Please retype every entry, keeping each one exactly as written.

Extracted data entries
---

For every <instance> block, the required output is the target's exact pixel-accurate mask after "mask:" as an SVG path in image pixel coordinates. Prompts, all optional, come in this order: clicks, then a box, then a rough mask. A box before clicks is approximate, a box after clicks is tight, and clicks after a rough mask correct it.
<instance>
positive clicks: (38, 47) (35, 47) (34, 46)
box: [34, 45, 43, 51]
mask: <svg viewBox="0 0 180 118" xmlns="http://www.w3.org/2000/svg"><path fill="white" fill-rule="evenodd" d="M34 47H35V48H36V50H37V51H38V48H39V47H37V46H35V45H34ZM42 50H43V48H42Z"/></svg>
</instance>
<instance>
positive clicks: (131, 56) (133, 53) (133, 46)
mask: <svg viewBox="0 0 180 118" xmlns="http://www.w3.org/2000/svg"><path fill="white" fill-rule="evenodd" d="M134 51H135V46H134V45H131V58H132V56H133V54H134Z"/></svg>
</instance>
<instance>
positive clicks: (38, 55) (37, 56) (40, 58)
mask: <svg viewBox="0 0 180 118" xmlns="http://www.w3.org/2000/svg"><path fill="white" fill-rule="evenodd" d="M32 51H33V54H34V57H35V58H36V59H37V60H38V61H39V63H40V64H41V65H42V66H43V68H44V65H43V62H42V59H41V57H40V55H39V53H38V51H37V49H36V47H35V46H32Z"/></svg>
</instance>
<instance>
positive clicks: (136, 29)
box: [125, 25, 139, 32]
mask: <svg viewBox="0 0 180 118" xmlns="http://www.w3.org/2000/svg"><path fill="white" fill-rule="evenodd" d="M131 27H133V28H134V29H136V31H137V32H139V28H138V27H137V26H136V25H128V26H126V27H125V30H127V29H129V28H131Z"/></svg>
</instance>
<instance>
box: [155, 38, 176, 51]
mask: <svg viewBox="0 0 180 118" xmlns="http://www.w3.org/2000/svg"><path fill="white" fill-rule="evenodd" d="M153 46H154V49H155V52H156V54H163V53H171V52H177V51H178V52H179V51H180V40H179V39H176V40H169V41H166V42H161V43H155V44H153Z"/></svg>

---

**Written response:**
For every <instance> block, the required output is the target's exact pixel-accurate mask after "mask:" as an SVG path in image pixel coordinates. Prompts, all optional, come in this order: clicks, then a box, then a rough mask. A box before clicks is approximate, a box after clicks is tight, and clicks after a rough mask correct it.
<instance>
positive clicks: (38, 47) (35, 47) (34, 46)
box: [34, 45, 43, 51]
mask: <svg viewBox="0 0 180 118" xmlns="http://www.w3.org/2000/svg"><path fill="white" fill-rule="evenodd" d="M34 47H35V48H36V50H37V51H38V48H39V47H37V46H35V45H34ZM42 50H43V48H42Z"/></svg>
</instance>
<instance>
positive clicks: (131, 56) (133, 53) (133, 46)
mask: <svg viewBox="0 0 180 118" xmlns="http://www.w3.org/2000/svg"><path fill="white" fill-rule="evenodd" d="M134 51H135V46H134V45H131V58H132V56H133V54H134Z"/></svg>
</instance>
<instance>
positive clicks: (38, 55) (37, 56) (40, 58)
mask: <svg viewBox="0 0 180 118" xmlns="http://www.w3.org/2000/svg"><path fill="white" fill-rule="evenodd" d="M32 51H33V54H34V57H35V58H36V59H37V60H38V61H39V63H40V64H41V65H42V66H43V68H44V65H43V62H42V59H41V57H40V55H39V53H38V51H37V49H36V47H35V46H32Z"/></svg>
</instance>
<instance>
positive clicks: (136, 29)
box: [125, 25, 139, 32]
mask: <svg viewBox="0 0 180 118" xmlns="http://www.w3.org/2000/svg"><path fill="white" fill-rule="evenodd" d="M131 27H133V28H134V29H136V31H137V32H139V28H138V27H137V26H136V25H128V26H126V27H125V30H127V29H129V28H131Z"/></svg>
</instance>
<instance>
box: [155, 38, 176, 51]
mask: <svg viewBox="0 0 180 118" xmlns="http://www.w3.org/2000/svg"><path fill="white" fill-rule="evenodd" d="M153 46H154V49H155V52H156V54H163V53H171V52H177V51H178V52H179V51H180V40H179V39H176V40H169V41H166V42H161V43H155V44H153Z"/></svg>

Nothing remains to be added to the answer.